Begin DATA EXTRACT

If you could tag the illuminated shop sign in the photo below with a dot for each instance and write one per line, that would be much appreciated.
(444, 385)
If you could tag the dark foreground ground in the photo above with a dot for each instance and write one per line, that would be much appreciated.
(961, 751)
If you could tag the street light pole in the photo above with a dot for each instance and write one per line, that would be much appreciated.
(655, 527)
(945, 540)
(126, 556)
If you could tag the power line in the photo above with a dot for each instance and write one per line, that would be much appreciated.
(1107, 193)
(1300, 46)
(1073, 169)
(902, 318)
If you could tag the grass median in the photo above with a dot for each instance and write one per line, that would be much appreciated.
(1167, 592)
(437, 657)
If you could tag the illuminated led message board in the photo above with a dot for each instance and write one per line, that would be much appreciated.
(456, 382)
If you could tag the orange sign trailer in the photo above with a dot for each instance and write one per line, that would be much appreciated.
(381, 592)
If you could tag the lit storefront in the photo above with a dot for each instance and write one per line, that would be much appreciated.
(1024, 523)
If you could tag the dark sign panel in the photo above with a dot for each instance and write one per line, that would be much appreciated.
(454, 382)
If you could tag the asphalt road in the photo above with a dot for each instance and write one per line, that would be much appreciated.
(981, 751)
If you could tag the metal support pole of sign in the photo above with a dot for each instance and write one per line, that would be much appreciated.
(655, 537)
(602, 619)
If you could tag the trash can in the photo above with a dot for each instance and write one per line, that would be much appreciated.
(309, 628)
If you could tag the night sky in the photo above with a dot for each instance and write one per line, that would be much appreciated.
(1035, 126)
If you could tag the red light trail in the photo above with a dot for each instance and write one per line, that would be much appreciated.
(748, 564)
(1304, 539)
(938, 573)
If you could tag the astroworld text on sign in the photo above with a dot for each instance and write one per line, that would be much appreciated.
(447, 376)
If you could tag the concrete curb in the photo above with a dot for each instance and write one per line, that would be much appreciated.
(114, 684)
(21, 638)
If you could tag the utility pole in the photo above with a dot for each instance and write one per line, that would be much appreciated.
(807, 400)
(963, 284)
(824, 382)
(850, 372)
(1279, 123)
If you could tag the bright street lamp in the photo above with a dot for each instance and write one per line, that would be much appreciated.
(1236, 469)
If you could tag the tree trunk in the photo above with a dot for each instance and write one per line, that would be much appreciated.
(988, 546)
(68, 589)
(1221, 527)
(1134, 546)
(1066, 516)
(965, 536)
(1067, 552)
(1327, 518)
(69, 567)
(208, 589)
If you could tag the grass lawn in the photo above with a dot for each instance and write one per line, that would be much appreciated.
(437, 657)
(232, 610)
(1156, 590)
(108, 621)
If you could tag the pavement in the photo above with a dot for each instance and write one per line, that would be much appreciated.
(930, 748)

End DATA EXTRACT
Begin DATA EXTRACT

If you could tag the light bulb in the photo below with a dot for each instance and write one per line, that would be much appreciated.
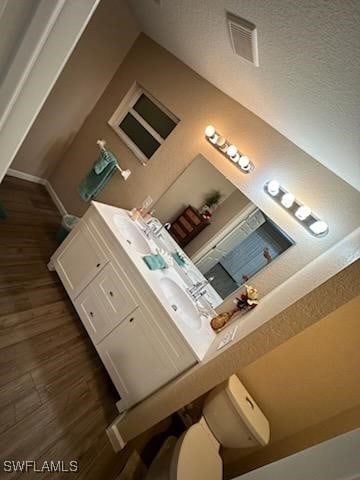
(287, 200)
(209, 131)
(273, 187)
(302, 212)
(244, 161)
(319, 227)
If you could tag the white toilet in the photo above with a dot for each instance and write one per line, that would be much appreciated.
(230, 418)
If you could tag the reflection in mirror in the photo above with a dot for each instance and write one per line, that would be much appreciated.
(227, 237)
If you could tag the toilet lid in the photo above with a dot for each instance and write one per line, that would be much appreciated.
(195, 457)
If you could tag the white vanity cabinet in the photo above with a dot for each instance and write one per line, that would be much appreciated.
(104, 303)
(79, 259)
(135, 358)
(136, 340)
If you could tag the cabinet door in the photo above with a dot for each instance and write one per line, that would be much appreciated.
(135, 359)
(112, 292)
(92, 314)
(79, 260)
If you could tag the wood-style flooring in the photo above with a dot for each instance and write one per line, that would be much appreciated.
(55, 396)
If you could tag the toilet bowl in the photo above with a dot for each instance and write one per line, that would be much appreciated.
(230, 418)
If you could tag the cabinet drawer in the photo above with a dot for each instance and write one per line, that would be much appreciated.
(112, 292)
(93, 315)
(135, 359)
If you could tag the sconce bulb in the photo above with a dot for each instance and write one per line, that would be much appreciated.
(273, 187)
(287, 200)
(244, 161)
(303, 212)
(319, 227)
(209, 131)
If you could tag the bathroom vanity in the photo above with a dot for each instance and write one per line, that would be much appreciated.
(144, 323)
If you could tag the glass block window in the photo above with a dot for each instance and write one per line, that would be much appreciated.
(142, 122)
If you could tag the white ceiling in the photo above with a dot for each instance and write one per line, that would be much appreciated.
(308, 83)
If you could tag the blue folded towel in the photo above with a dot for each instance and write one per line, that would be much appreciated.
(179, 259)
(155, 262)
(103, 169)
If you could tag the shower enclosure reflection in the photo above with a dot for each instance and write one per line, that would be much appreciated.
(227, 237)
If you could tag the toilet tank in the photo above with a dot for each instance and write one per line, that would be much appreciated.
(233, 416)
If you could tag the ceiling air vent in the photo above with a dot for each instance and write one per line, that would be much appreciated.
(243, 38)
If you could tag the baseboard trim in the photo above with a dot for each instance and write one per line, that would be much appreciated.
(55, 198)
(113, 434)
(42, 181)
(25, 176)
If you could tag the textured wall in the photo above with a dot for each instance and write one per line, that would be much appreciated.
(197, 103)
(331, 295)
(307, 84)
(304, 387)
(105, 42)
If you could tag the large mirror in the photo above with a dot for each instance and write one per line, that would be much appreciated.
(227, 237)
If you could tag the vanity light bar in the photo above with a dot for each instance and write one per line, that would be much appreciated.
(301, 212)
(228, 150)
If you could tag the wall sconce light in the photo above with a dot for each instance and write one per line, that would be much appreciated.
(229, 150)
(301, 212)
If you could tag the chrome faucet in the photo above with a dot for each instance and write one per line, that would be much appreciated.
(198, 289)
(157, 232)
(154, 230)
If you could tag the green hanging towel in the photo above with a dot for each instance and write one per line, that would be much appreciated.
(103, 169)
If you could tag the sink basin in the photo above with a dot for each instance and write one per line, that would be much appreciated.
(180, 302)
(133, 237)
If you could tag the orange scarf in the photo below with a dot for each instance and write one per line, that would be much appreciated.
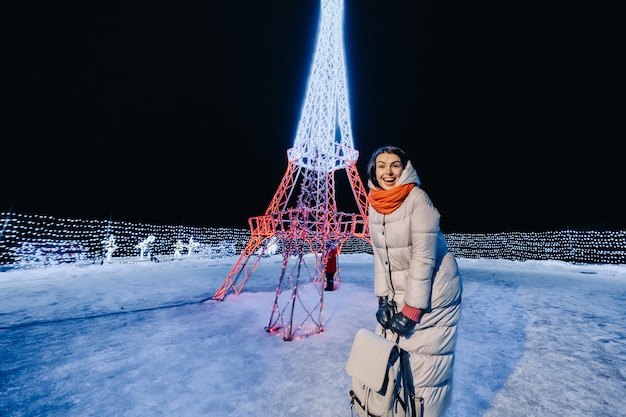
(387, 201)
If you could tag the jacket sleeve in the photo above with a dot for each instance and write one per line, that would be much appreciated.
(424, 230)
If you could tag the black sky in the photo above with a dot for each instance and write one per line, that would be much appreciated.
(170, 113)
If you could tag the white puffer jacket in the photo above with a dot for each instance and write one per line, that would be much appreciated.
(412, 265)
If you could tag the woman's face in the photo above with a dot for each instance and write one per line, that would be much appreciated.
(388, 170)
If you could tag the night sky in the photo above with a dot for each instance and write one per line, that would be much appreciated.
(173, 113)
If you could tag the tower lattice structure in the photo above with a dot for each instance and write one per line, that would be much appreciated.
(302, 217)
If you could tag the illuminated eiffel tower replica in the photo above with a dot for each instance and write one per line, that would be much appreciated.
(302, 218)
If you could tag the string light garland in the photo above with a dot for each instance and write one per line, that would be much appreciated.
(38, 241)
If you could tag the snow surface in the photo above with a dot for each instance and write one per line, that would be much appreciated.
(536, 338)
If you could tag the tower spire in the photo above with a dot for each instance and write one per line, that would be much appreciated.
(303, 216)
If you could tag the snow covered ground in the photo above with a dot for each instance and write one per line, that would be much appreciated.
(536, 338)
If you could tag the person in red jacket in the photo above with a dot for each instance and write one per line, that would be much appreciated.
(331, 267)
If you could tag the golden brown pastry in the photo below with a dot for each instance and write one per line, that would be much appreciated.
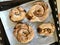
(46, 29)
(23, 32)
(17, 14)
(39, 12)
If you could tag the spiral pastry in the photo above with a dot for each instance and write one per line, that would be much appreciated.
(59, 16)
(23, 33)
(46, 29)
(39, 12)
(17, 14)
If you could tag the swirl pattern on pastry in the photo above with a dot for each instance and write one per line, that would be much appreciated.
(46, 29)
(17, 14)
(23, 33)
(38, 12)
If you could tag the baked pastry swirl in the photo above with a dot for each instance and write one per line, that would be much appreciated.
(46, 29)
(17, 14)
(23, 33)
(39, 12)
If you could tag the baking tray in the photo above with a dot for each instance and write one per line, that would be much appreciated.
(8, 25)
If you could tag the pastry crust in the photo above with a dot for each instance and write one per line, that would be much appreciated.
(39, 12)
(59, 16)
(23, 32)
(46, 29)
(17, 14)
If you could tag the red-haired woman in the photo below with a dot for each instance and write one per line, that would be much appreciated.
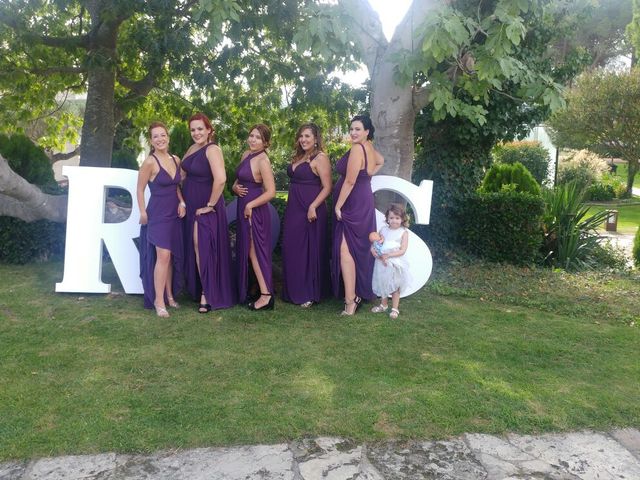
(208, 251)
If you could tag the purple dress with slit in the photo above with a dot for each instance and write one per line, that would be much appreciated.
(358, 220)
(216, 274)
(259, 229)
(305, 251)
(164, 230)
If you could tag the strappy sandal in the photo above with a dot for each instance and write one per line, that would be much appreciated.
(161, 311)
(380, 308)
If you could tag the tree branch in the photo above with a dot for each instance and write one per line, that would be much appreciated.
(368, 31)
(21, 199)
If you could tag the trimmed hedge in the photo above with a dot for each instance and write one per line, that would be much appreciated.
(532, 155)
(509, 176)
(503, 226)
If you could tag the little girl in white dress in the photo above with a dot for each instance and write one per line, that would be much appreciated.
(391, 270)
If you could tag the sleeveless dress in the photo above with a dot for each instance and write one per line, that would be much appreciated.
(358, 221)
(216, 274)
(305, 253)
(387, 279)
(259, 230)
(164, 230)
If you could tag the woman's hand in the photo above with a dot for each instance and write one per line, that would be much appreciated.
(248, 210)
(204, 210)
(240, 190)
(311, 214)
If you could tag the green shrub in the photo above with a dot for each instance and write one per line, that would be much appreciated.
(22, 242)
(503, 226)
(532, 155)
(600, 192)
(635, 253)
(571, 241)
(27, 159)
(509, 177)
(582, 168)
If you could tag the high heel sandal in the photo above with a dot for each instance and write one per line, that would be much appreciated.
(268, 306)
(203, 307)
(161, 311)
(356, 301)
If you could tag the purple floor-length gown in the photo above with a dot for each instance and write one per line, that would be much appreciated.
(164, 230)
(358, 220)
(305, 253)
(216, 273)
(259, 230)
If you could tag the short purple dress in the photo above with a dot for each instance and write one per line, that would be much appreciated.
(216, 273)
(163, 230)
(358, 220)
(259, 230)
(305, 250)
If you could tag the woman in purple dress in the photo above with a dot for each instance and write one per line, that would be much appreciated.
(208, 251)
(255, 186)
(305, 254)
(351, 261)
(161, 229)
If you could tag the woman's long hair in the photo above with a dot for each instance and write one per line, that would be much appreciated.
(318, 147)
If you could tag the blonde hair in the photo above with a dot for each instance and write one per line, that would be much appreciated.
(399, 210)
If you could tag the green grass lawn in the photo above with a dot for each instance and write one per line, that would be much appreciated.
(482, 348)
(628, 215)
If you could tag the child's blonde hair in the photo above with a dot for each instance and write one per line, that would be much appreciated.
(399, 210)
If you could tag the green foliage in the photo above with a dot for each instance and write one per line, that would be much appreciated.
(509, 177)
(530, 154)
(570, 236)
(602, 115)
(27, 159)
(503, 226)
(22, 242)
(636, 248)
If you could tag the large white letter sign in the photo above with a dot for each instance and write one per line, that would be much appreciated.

End DATA EXTRACT

DIRECTION.
How many lines of the items above contain the word "dark"? Case matters, and the reply should be the number alone.

COMPLETE OUTPUT.
2